**WHAT THE TASK REQUIRES:**
Copy all of the records below line for line, reproducing each one without any change.

====== INFORMATION SHOWN

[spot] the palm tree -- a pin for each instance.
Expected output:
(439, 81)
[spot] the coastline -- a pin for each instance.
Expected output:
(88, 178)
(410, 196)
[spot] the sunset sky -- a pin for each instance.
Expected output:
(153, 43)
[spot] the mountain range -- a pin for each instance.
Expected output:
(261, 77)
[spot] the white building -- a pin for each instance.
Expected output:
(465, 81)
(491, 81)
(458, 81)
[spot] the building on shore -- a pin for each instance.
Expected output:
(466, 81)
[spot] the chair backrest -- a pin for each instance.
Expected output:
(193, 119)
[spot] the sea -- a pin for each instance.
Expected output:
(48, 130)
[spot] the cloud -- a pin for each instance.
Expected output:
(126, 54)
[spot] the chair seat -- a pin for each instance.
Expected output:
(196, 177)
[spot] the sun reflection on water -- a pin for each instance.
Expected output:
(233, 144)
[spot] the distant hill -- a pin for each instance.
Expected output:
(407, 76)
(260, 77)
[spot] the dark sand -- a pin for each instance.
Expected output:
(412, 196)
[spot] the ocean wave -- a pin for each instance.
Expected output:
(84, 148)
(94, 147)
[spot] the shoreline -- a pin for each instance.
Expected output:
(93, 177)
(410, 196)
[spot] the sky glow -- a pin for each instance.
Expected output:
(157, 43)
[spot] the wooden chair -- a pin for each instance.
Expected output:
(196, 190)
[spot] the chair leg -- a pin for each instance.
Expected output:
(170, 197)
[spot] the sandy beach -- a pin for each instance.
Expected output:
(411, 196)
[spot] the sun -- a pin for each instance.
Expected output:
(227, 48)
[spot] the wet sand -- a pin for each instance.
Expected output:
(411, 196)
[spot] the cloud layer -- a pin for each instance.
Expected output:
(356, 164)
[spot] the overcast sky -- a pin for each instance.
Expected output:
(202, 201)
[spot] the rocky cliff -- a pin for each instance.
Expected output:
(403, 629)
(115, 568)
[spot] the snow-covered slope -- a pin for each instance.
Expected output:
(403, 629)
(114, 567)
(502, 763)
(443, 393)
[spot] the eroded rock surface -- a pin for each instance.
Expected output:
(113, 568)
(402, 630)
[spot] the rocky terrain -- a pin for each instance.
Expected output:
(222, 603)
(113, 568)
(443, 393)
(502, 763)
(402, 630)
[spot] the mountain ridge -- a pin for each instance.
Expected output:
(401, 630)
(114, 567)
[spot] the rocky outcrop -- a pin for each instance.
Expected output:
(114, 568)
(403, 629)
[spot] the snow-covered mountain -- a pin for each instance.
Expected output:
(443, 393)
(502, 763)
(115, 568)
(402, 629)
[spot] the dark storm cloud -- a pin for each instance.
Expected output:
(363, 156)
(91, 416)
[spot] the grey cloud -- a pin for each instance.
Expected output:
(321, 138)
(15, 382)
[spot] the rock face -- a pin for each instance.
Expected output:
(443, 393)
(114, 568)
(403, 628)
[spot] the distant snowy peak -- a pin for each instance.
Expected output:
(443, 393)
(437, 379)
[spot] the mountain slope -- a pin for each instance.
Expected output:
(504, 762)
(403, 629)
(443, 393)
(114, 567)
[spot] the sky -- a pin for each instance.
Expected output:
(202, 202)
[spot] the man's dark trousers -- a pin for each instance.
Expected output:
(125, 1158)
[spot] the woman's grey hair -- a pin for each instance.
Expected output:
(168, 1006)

============

**RESULT FOR THIS TASK:**
[spot] the palm tree -- a pin for each instance.
Expected output:
(439, 81)
[spot] the coastline -- a pin for each instance.
Expected output:
(88, 178)
(410, 196)
[spot] the sunset sky -- a pin for each instance.
Expected output:
(153, 43)
[spot] the mountain range -- a pin for each instance.
Expected output:
(261, 77)
[spot] the white building -- a pin for each instance.
Expected output:
(465, 81)
(491, 81)
(458, 81)
[spot] the building on shore -- a pin for each instance.
Expected output:
(466, 81)
[spot] the chair backrest -- a pin for each instance.
Expected output:
(193, 119)
[spot] the sea -- a pin for each instance.
Expected output:
(48, 130)
[spot] the cloud -- a pin for each instance.
Expected output:
(126, 54)
[spot] the chair seat -- a pin for each instance.
Expected output:
(196, 177)
[spot] the sun reflection on water -- a pin for each instance.
Expected output:
(233, 144)
[spot] the distant hill -- a pin for each instance.
Expected output:
(407, 76)
(260, 77)
[spot] the dark sand -- a pin for each instance.
Expected output:
(412, 196)
[spot] the ocean wave -- a pin for each instance.
Expected output:
(84, 148)
(94, 147)
[spot] the shoreline -- a pin for each instance.
Expected output:
(93, 177)
(410, 196)
[spot] the sky glow -- a pin for each instance.
Expected output:
(157, 43)
[spot] the wooden chair -- a pin for each instance.
Expected output:
(196, 190)
[spot] the chair leg -- a pin for each instance.
Expected output:
(170, 197)
[spot] the sandy beach -- a pin for each instance.
Expected output:
(411, 196)
[spot] the sun -- a pin for each instance.
Expected output:
(227, 48)
[spot] the wet sand -- a pin for each instance.
Expected output:
(411, 196)
[spot] the cloud layer -- a pin for each instance.
Expected output:
(356, 164)
[spot] the overcast sky -- a pin for each instance.
Expected output:
(202, 201)
[spot] the rocky cliff -- a pin for each instance.
Expected output:
(403, 629)
(115, 568)
[spot] the snow-covered slope -- a pin for each instance.
Expected output:
(403, 629)
(114, 567)
(502, 763)
(443, 393)
[spot] the eroded rock surface -- a pin for each instance.
Expected output:
(113, 568)
(402, 630)
[spot] the rocky terrain -- a pin for each instance.
Expected output:
(222, 603)
(113, 568)
(443, 393)
(502, 763)
(402, 630)
[spot] the mountain ridge -- a pin for each instance.
Expected output:
(401, 630)
(114, 567)
[spot] the rocky outcrop -- a pin for each instance.
Expected output:
(114, 568)
(403, 629)
[spot] the snow-covered mountain -- a pin for each instance.
Expected output:
(443, 393)
(502, 763)
(115, 568)
(402, 629)
[spot] the dark storm cloud -- a pin for each instance.
Expected output:
(363, 156)
(91, 416)
[spot] the grey cloud -- a pin for each instance.
Expected output:
(321, 138)
(15, 382)
[spot] the rock face -- a pin for each instance.
Expected output:
(443, 393)
(114, 568)
(403, 628)
[spot] the distant snowy peak -- a pin for each instance.
Expected output:
(443, 393)
(437, 379)
[spot] the mountain slope -- a pin for each instance.
Expected output:
(504, 762)
(403, 629)
(443, 393)
(114, 567)
[spot] the sky -- a pin for each instance.
Expected output:
(202, 202)
[spot] the man's dark trousers -- a pin for each instance.
Expected output:
(125, 1158)
[spot] the woman's grey hair -- a pin for each instance.
Expected output:
(168, 1006)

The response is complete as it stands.